**Given task A**
Transcribe the passage of the school board prayer article that opens with the words containing "Plaintiffs Michael Anderson, Larry" and closes with "during board meetings.".
**Given task B**
Go on with the article about the Chino Valley school board prayer lawsuit, starting right after its final sentence.

**Document segment**

--*--

Plaintiffs Michael Anderson, Larry Madonado and attorney David J.P. Kaloyanides, along with FFRF and 20 other plaintiffs, won a lawsuit against the Chino Valley School District in February 2016, stopping prayers during board meetings.
The Freedom From Religion Foundation is asking the 9th U.S. Circuit Court of Appeals to uphold a lower court ruling against prayer at meetings of a California school board.
A district court in February 2016 granted summary judgment in favor of FFRF and its 22 plaintiffs, declaring school board prayer in Chino Valley District, Calif., an unconstitutional government endorsement of religion. The decision by U.S. District Judge Jesus G. Bernal, Central District of California, also ruled the school board policy and custom of reciting prayers, bible readings and proselytizing violated the Establishment Clause of the First Amendment.
FFRF filed its lawsuit in November 2014. After FFRF won at the district court level, the school board voted to appeal the decision in a controversial 3-2 vote at a contentious meeting. On March 31, 2016, the court ordered the district to pay more than $200,000 in attorney’s fees and costs.
The board did not contest the other religious conduct in which the school board members engaged, including bible recitation and readings, religious commentary on social and political matters, and proselytizing at the school board meetings. For example, board member James Na told the audience at one meeting that “God appointed us to be here.” He also told an audience:
Man, as we were born is flawed. We’re not complete. We’re not God. . . Pastor Frank Gonzalez was right in his prayers, that I need [to] first look up to Jesus Christ for serving our students…because without that, we’ll be flawed just like those judges in superior court or on the local bench.
The purpose behind hosting prayers, reading from the bible, and proselytizing is apparently, as Na stated at one meeting, to “urge[] everyone who does not know Jesus Christ to go and find Him.”
Another board member, Andrew Cruz, told the audience at a meeting that the board had a goal: “And that one goal is under God, Jesus Christ.” Cruz then read from the bible, Psalm 143:8.

--*--

**Information given**
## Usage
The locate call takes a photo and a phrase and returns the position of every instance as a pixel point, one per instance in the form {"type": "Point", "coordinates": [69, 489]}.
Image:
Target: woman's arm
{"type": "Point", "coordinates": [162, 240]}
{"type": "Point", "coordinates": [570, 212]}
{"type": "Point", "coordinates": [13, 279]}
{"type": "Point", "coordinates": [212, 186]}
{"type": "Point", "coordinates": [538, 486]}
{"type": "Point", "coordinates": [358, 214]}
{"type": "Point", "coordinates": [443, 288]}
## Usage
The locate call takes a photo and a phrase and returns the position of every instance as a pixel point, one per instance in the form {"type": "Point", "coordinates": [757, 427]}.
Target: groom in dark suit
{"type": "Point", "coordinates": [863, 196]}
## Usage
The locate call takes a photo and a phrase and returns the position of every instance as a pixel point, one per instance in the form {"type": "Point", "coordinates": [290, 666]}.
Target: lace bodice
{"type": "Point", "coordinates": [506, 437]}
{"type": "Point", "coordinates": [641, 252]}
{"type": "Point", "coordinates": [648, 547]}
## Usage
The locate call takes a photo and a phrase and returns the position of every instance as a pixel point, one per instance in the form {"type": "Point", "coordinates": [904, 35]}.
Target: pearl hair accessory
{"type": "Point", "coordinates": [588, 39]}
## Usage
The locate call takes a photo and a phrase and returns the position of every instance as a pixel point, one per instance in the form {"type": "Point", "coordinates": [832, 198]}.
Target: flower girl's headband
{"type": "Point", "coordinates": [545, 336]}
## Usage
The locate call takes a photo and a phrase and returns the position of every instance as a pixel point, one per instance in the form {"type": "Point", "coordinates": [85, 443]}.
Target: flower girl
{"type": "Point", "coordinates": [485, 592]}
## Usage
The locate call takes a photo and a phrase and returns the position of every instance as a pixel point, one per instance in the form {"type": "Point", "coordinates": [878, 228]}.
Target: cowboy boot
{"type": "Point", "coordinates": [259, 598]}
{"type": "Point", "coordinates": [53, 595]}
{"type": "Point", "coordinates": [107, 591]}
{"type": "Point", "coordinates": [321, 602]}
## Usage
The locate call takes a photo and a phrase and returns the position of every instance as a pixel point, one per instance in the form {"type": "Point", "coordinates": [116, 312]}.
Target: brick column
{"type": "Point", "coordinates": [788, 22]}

--*--

**Exercise answer A**
Plaintiffs Michael Anderson, Larry Madonado and attorney David J.P. Kaloyanides, along with FFRF and 20 other plaintiffs, won a lawsuit against the Chino Valley School District in February 2016, stopping prayers during board meetings.

**Exercise answer B**
Chino Valley Board meetings feature adults — board members, staff, or clergy — nearly always Christian, delivering a prayer. And those prayers are imposed on students. The board includes a student representative. Students are invited to lead the Pledge of Allegiance, and they and their parents often have cause to attend board meetings.
The school board argues that it is similar to a legislative board, thereby invoking two decisions by the U.S. Supreme Court that permit, under narrow circumstances, governmental prayer.
“By attempting to reframe the nature, purpose, and function of a public school board, the school board members in this appeal try to squeeze themselves into the narrow exception of legislative prayer,” writes FFRF.
“The meetings of the school board can only be seen as school functions. Appellant school board members here are not a legislative body but rather a specific type of governing body tasked with one and only one duty: to govern all aspects of the public schools for the benefit and well-being of the children who are students within their district,” FFRF’s brief states. Both the 3rd and 6th Circuit Courts of Appeal have prohibited prayer at school board meetings. Only the 5th Circuit, in the recent McCarty decision, a challenge brought by the American Humanist Association, has ruled otherwise. In that narrow case, the school board in Birdville, Texas, actually dropped prayers in favor of an unregulated student statement following a challenge.
FFRF notes the board’s policies and practices have no secular purpose and act to unconstitutionally endorse religion.
“We’re confident that the 9th Circuit will firmly agree with us,” says FFRF Co-President Dan Barker. “Public school boards exist to oversee secular education, and must protect rights of students and their parents by keeping religious devotions and divisiveness out of official school board functions.”
Barker observes that FFRF, a state/church watchdog with more than 29,000 nonreligious members, including over 3,500 in California, had the unprecedented experience of having to turn away plaintiffs. “Many parents, students and community members came to us seeking help to curb the religious acrimony created by school board members who are misusing their civil authority to promote their personal religious views,” he says.
Public opinion and the law are both with the Freedom From Religion Foundation in Chino Valley.
FFRF v. Chino Valley Unified School District has Case No.: EDCV 14-2336-JGB (DTBx). The brief on behalf of FFRF and its plaintiffs was written by litigation attorney David J.P. Kaloyanides, and FFRF Staff Attorneys Andrew L. Seidel and Rebecca Markert, serving as co-counsel.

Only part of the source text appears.